## PROBLEM TO SOLVE
A faithful retyping of every entry below is wanted, with images left out.

## SUPPLIED DATA
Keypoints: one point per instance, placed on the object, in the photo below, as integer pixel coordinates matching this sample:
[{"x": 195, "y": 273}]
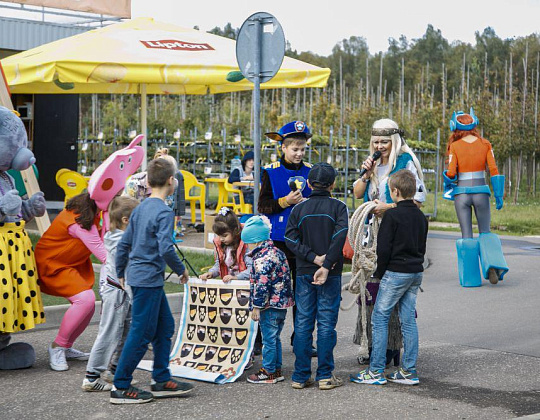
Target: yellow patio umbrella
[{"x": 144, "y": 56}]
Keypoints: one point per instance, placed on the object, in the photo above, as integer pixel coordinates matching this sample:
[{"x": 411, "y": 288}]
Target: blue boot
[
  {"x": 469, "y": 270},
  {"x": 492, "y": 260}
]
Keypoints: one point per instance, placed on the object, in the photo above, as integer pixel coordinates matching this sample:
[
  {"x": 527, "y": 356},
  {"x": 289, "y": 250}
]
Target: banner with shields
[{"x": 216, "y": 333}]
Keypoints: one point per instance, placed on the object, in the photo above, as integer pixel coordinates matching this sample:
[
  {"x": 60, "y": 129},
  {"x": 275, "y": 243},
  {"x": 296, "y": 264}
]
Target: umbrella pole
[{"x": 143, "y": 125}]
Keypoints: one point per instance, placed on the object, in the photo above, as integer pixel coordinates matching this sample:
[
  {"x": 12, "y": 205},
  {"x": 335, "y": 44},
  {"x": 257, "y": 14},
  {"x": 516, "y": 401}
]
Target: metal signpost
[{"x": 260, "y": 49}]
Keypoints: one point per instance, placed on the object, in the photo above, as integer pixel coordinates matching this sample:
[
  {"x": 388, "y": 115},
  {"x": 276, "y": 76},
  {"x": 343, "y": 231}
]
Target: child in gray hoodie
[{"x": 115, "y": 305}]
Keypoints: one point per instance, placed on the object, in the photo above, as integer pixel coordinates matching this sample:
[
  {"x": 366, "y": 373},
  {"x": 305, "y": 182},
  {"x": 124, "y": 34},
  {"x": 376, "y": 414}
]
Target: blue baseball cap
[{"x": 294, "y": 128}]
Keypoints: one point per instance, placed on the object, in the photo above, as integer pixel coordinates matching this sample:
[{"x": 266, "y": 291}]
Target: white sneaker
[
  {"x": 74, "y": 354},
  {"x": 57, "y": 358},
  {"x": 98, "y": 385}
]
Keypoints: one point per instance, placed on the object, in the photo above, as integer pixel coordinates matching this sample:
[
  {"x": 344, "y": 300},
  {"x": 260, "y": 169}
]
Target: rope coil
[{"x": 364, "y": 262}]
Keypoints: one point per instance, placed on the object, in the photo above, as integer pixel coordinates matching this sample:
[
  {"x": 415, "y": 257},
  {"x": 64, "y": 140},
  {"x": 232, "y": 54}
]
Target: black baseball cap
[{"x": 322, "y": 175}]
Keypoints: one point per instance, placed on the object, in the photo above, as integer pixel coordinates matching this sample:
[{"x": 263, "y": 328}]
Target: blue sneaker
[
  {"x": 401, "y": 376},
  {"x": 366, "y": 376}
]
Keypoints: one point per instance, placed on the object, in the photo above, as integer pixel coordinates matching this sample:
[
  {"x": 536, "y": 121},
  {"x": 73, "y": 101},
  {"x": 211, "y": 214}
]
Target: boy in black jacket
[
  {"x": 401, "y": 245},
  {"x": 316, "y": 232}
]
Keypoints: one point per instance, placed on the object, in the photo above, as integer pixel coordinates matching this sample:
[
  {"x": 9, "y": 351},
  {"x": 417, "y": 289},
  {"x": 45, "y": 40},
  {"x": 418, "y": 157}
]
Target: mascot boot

## RESPONSE
Keypoints: one point per instance, placed on the object, in the photo below, as integer pixel coordinates matching this sample:
[{"x": 195, "y": 273}]
Target: yellow patio umbrella
[{"x": 144, "y": 56}]
Keypoints: one point per instance, placed on the object, in the photo above, as integer pixel coordinates matching this sample:
[{"x": 411, "y": 288}]
Target: blue boot
[
  {"x": 469, "y": 270},
  {"x": 492, "y": 260}
]
Keypoints: one point per instance, placed on the object, in the photo above, as integer pixel coordinates matching this sample:
[
  {"x": 527, "y": 356},
  {"x": 289, "y": 250}
]
Target: banner with shields
[{"x": 216, "y": 333}]
Keypoints: one point per instance, placed on the object, in the photo above, as integer pixel coordinates matching this sample:
[
  {"x": 60, "y": 129},
  {"x": 275, "y": 243},
  {"x": 296, "y": 264}
]
Target: umbrella pole
[{"x": 143, "y": 125}]
Keypoints: one point per instance, placed on the object, in the photo above, as integer pixel coordinates matching this sample:
[
  {"x": 12, "y": 205},
  {"x": 335, "y": 44},
  {"x": 257, "y": 14},
  {"x": 516, "y": 401}
]
Target: metal signpost
[{"x": 260, "y": 49}]
Keypoints: one point per instance, placed on the object, in the photo above, as integer pixel coordinates matching this sample:
[
  {"x": 388, "y": 115},
  {"x": 276, "y": 76},
  {"x": 343, "y": 231}
]
Target: child in gray hoodie
[{"x": 115, "y": 305}]
Keypoints: one point per instance, placed on the object, in the photo above, as integer pixel coordinates matching this sample:
[
  {"x": 366, "y": 373},
  {"x": 305, "y": 182},
  {"x": 124, "y": 34},
  {"x": 376, "y": 414}
]
Target: blue baseball cap
[{"x": 294, "y": 128}]
Keypoints: one point per instance, placed on the object, in the photo above, as integer pixel coordinates matching this sample:
[{"x": 266, "y": 291}]
Target: white sneaker
[
  {"x": 74, "y": 354},
  {"x": 57, "y": 358},
  {"x": 98, "y": 385}
]
Keypoints: one point per instance, placed on the object, in the photo above, as integer pixel coordinates matching this sample:
[
  {"x": 344, "y": 300},
  {"x": 260, "y": 169}
]
Target: rope coil
[{"x": 364, "y": 262}]
Keypoints: one point per instance, placed on the object, in the photo above, as integer pixel coordinates matching this sample:
[
  {"x": 415, "y": 257},
  {"x": 64, "y": 140},
  {"x": 232, "y": 54}
]
Target: black baseball cap
[{"x": 322, "y": 175}]
Keypoints: one point per instance, placed on the object, in the photo above, as integer pixel coordinates matching this sample:
[{"x": 263, "y": 328}]
Target: blue sneaker
[
  {"x": 401, "y": 376},
  {"x": 366, "y": 376}
]
Keypoints: one point per instance, placed on the object, in the photo above, as integer pixel coordinates matching this sample:
[
  {"x": 536, "y": 121},
  {"x": 73, "y": 101},
  {"x": 211, "y": 214}
]
Target: boy in black jacket
[
  {"x": 401, "y": 245},
  {"x": 316, "y": 232}
]
Keypoints: one point per instance, placed on the object, in the photo above, as integer pixel coordinates matching this sample:
[
  {"x": 9, "y": 351},
  {"x": 417, "y": 289},
  {"x": 45, "y": 40},
  {"x": 418, "y": 157}
]
Target: mascot boot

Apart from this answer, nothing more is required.